Point localization data
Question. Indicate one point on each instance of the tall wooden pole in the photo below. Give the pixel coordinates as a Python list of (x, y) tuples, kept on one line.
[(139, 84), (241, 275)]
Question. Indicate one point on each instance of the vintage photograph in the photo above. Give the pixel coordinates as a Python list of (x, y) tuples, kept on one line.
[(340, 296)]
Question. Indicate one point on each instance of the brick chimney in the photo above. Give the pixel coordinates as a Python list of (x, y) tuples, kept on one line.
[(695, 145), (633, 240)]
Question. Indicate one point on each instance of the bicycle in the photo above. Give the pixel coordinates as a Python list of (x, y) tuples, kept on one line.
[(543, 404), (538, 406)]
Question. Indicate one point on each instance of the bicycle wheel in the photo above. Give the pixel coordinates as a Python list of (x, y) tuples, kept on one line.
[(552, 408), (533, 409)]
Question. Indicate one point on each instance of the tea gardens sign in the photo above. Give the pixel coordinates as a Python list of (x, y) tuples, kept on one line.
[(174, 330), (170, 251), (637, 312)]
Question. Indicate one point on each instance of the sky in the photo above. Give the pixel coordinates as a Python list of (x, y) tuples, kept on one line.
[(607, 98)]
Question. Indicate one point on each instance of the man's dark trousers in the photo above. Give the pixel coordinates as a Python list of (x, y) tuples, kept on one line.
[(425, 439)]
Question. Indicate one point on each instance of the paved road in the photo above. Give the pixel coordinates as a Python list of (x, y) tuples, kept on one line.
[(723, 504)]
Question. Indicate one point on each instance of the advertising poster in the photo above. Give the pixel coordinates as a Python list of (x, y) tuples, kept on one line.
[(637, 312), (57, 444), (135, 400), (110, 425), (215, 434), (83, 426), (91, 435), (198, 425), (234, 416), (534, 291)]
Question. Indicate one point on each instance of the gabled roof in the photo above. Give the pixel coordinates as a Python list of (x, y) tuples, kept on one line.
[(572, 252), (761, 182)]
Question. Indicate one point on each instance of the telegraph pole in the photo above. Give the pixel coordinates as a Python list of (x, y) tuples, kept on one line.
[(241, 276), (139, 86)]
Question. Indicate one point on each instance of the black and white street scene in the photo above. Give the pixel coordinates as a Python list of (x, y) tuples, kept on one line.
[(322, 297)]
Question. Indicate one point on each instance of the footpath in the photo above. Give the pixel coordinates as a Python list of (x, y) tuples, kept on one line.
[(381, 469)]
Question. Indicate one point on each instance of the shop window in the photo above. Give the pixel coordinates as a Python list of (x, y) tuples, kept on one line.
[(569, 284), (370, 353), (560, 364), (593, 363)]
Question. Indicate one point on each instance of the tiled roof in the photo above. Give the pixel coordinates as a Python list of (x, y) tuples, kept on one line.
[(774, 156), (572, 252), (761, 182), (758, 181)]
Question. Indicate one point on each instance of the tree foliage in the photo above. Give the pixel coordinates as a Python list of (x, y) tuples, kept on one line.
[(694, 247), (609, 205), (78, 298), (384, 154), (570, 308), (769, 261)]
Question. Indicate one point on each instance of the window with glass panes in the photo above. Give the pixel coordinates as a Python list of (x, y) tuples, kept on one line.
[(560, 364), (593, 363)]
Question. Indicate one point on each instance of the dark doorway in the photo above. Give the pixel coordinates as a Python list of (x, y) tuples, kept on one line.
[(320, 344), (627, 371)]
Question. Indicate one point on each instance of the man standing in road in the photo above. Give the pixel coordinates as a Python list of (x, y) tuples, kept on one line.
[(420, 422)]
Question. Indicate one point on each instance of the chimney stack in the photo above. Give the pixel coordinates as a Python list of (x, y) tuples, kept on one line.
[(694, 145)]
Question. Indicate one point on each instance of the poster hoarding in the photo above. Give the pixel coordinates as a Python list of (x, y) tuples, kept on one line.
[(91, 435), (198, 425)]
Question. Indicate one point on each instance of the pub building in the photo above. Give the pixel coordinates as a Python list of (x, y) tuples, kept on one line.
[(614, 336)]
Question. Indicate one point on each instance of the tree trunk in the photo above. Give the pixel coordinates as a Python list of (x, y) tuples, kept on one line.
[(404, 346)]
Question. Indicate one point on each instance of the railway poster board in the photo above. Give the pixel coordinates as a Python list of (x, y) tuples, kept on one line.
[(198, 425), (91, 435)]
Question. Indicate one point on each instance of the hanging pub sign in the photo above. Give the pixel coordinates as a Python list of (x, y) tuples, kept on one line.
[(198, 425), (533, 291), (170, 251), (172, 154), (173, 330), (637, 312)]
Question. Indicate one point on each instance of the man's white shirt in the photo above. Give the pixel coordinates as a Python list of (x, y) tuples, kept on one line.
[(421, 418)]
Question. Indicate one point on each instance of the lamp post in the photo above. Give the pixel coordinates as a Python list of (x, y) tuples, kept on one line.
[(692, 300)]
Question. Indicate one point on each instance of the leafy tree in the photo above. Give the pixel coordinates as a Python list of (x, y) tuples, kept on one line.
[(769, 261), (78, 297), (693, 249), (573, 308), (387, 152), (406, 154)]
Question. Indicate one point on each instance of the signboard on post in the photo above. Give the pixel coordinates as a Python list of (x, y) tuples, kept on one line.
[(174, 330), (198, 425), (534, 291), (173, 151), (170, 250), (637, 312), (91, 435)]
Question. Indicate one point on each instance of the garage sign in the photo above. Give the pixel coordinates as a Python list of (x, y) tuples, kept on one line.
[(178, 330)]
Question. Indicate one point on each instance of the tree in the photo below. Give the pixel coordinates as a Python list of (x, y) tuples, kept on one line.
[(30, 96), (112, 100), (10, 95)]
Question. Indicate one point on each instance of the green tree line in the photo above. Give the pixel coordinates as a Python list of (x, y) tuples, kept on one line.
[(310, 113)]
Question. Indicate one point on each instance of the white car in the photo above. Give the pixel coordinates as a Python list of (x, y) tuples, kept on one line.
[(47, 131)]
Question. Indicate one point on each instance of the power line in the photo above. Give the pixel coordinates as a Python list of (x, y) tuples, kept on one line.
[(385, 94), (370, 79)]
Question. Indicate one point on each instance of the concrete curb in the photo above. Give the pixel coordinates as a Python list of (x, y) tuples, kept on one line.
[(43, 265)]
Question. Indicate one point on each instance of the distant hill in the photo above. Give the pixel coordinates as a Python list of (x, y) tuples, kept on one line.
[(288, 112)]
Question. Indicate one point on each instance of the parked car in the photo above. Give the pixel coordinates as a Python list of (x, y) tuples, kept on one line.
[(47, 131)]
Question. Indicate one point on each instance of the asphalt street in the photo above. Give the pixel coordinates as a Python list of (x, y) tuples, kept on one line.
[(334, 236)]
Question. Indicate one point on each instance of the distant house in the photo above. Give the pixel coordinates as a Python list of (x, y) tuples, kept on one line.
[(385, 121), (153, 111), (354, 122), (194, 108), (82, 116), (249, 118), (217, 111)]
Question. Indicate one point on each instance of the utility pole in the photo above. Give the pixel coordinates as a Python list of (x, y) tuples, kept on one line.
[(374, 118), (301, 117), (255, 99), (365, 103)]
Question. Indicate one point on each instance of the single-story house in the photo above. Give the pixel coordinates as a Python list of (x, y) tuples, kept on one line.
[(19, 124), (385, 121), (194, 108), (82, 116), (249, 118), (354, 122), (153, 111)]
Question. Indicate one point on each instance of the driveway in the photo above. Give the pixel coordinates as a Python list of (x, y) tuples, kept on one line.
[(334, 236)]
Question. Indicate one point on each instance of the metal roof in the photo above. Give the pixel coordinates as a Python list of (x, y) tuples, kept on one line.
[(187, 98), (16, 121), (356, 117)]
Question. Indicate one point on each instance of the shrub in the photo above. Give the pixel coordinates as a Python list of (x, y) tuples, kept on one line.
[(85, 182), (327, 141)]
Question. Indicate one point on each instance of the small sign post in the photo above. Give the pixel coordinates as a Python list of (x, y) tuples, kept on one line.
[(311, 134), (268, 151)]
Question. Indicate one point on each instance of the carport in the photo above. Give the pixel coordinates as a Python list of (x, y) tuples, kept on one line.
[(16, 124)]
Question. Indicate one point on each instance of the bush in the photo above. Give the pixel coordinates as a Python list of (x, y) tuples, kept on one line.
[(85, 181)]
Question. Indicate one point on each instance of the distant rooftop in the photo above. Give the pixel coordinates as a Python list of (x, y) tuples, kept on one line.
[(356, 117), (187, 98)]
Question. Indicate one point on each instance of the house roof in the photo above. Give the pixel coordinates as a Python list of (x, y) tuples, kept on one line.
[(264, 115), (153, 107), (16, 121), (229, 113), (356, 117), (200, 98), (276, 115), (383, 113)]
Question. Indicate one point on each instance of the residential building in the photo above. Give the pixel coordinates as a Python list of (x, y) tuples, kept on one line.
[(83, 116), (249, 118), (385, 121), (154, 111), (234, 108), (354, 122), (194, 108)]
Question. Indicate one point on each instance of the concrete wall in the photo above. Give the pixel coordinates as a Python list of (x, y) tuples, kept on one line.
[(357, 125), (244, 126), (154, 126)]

_Task description_.
All lines from the one containing "Question. Indicate one point on each instance of the metal" to the end of the records, both ends included, should be printed exactly and on their own.

_Reply to the exercise_.
Question. Indicate one point on each instance of the metal roof in the photo above. Give the pixel coordinates as a Python list of (x, y) tuples, kept on one line.
[(187, 98), (16, 121), (356, 117)]
Question. Indicate one point on each instance of the shrub in the photo above. Give the pixel coordinates as a Python list of (x, y) tuples, kept on one line.
[(85, 182), (327, 141)]
Question. Indicate one point on each instance of the small sign post in the photo above. Give the pixel coordinates as a Python list of (x, y) tuples, kept on one line.
[(311, 134), (268, 151)]
Question. Indicate one point on each instance of the carport in the photo above. Give the pixel coordinates as a Python list of (x, y) tuples, kept on one line.
[(16, 124)]
Question. Indicate one point on each instance of the bush in the photo above. Give the pixel coordinates as a Python list of (x, y) tuples, kept on one line.
[(85, 181)]
Question. Indicate one point on each instance of the distant rooftop in the photo above. Give the pixel coordinates as a Python list of (x, y) tuples, kept on one line.
[(356, 117), (187, 98)]
Question. Indicate one point on each instance of the house roof in the photo above. Give the pixel coordinates as a Python list of (x, y) tuples, kept on one line.
[(264, 115), (153, 107), (16, 121), (229, 113), (356, 117), (200, 98), (276, 115), (383, 113)]
Question. Indicate one point on each instance of the residential building in the photo above. Give the pixel coordinates as a Python list of (x, y) tuples, kept on one line.
[(83, 116), (249, 118), (385, 121), (154, 111), (234, 108), (354, 122), (194, 108)]
Question. Indicate one point on each instance of the concrete wall in the photo above. Give the pixel coordinates as a Python list of (x, y) tuples, kept on one line.
[(357, 125), (244, 126), (154, 126)]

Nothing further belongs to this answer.